* _Selection_:
[Last time](https://forum.azimuthproject.org/discussion/2204/lecture-36-categories-from-graphs/p1) we saw that for any graph \\(G\\) there is a free category on that graph, whose objects are nodes of \\(G\\) and whose morphisms are paths in \\(G\\).

We can get more categories using another trick: we can add equations between paths in the graph, and still get a category! We are only

allowed to equate two paths \\(f\\) and \\(g\\) when they are **parallel**, meaning \\(f : x \to y\\) and \\(g: x \to y\\) for some objects \\(x\\) and \\(y\\).

For example, last time we saw a category coming from this graph:

This category is called the **free category on a square.** In this category there are two paths from \\(A\\) to \\(D\\), namely

\\( h \circ f \\) and \\( i \circ g\\). They're not equal!

But we can make up a new, smaller category where we artificially decree that \\( h \circ f = i \circ g\\). This category is famous: it's called the **commutative square** since you can either go down and then go right to get from \\(A\\) to \\(D\\), or go right and then go down, and we are counting these as _the same morphism_.

Both these categories are important. Imagine living on a city block with one-way roads. You live at \\(A\\) and you are trying to visit your friend at \\(D\\). For some purposes it may matter which route you take. Then you should use the free category on the square. But for some other purposes it may not matter - you may not care about _how_ you're going from \\(A\\) to \\(D\\), just _whether you can do it_. Then you should use the commutative square!

Remember from [Lecture 35](https://forum.azimuthproject.org/discussion/2199/lecture-35-chapter-2-categories-versus-preorders/p1) that a preorder can be viewed as a category with at most one morphism from any object to any object. The commutative square is a nice example: in the commutative square, there's at most one morphism from any object \\(A,B,C,D\\) to any other. We use preorders when we don't care _how_ we go from one object to another, just _whether_ you can.

Indeed, we can always take _any_ category \\(\mathcal{C}\\) and artificially throw in so many equations that we collapse it down to a preorder! This was the topic of [Puzzle 103](https://forum.azimuthproject.org/discussion/2199/lecture-35-chapter-2-categories-versus-preorders/p1). To do this, we simply decree that decree \\(f = g\\) for _all_ pairs of morphisms \\(f, g : x \to y\\), for _all_ pairs of objects \\(x\\) and \\(y\\). The result is called the **preorder reflection of \\(\mathcal{C}\\)**.

Fong and Spivak discuss this in Section 3.2.3, and they make a good point: the free category on a graph is very different from a preorder. The free category on a graph has the _fewest possible_ equations between parallel morphisms, while a preorder has the _most possible._

Anyway, our trick of building a category by first taking the free category on a graph and then imposing some equations between parallel morphisms is called **presenting** a category. The graph, together with the equations, is called a **presentation** of the category.

* _What to work on_:
Answer these questions about the lecture on presenting categories:
1. What is the category called in which \\( h \circ f = i \circ g\\) is decreed?
2. What is the result called when \\(f = g\\) is decreed for all pairs of morphisms \\(f, g : x \to y\\) in a category \\(\mathcal{C}\\)?
3. What is the graph, together with the equations, called?
The records are not used in the work that goes with the lecture.

Outline entries for images:
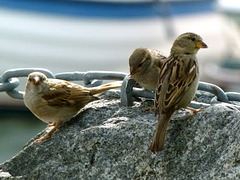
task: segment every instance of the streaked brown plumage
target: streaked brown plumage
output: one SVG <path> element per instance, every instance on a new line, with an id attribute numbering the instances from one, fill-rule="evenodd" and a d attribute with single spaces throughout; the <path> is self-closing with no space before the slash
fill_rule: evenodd
<path id="1" fill-rule="evenodd" d="M 207 48 L 207 45 L 199 35 L 184 33 L 174 41 L 170 56 L 162 65 L 155 91 L 158 124 L 149 147 L 152 152 L 163 150 L 173 112 L 186 108 L 195 95 L 199 81 L 196 53 L 200 48 Z"/>
<path id="2" fill-rule="evenodd" d="M 86 104 L 97 100 L 96 94 L 121 87 L 121 82 L 86 88 L 65 80 L 49 79 L 45 74 L 28 75 L 24 103 L 30 111 L 48 126 L 54 128 L 37 142 L 49 138 L 64 122 L 74 117 Z"/>
<path id="3" fill-rule="evenodd" d="M 137 48 L 129 58 L 131 78 L 147 90 L 154 91 L 161 66 L 166 57 L 160 51 Z"/>

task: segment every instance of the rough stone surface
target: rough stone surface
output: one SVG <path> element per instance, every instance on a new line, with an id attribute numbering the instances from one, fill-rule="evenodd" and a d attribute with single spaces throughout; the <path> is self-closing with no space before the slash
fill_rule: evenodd
<path id="1" fill-rule="evenodd" d="M 142 111 L 152 102 L 127 108 L 119 98 L 103 98 L 50 139 L 32 140 L 1 164 L 0 179 L 240 179 L 236 108 L 212 105 L 192 118 L 190 111 L 179 110 L 169 124 L 165 149 L 153 154 L 148 146 L 157 120 L 153 111 Z M 198 92 L 198 98 L 211 96 Z"/>

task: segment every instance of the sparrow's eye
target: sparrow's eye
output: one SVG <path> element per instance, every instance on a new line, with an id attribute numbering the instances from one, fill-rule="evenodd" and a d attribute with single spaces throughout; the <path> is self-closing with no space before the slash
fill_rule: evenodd
<path id="1" fill-rule="evenodd" d="M 138 67 L 141 67 L 143 65 L 143 62 L 141 62 L 139 65 L 138 65 Z"/>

* _In response_:
1. The commutative square
2. The preorder reflection of \\(\mathcal{C}\\)
3. A presentation of the category